**Page excerpt**
======
UUP must get over its permanent identity crisis…

Alex Kane’s column from the News Letter today in which he tells the UUP (and the Tories) more than a few uncomfortable truths:

Putting it bluntly, the UUP needs a convincing answer to one simple question: what is the point in voting for the UUP rather than the DUP?

If they don’t have a convincing answer to that question then the DUP vote will remain steady, non-voters won’t be attracted and some of the UUP’s own voters may choose to either stay at home or switch to the DUP.

This is a crucial period for the UUP and it strikes me that they are in danger of running out of viable options.

In choosing to support the DUP/Sinn Fein decision to shut down the Department of Education and Learning and trap David Ford in the justice role (a decision that the other parties had no input to) the UUP seem to have completely ruled out an Opposition role and stranded themselves in an Executive in which they have little or no influence.

It’s a particularly sharply drawn point. What do they have to offer other than best supporting role so long as they work quiescently inside the system? The problem though with most of the arguments advanced for walking out of the Executive is that they tend towards the purely Athenian appeal that ‘the people must have good government’.

What’s missing in both the UUP and the SDLP cases is the answer to Alex’s first question, what they are they for? Which may prompt a second: who needs them? For either party, their biggest problem is that the current system will give a certain number of politicians a decent living. It’s what Patrick Murphy scathingly referred to as the comfort zone of the SDLP.
======
**Information provided**
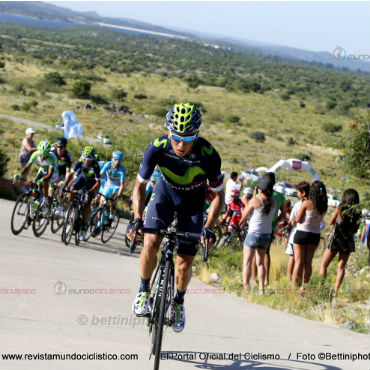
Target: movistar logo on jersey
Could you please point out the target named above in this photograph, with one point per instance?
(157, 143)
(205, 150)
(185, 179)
======
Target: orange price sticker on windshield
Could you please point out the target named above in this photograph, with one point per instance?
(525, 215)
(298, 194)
======
**Required work**
[1] According to the post on the UUP, which two parties made the decision to shut down the Department of Education and Learning?
[2] Pick up the post on the UUP after its final sentence and carry it on.
The items are separate material and have no connection to the post on the UUP.

**In response**
[1] The DUP and Sinn Fein.

[2]
David McNarry’s complaint that the Tories were trying to poach two of the UUP’s MLAs is indicative of a party grown too comfortable to work out that it needs to be up and figuring (as the NI Tories clearly are) how they might grow rather than keep the ageing assets of what they already hold.

Last word to Alex:

Now that the Conservative link has been closed down the UUP needs to concentrate on deciding to whom it wants to market itself.

It also needs to hold open the door to all of those members who seem to still want to belong to the Conservatives rather than the UUP and send them on their way with a smile and a handshake.

If there are UUP members who genuinely believe that a Cameron-centric Conservative Party is the best way to normalise politics here, then maybe they should join it and market that brand rather than constantly persuading the UUP to become something it isn’t and doesn’t want to be.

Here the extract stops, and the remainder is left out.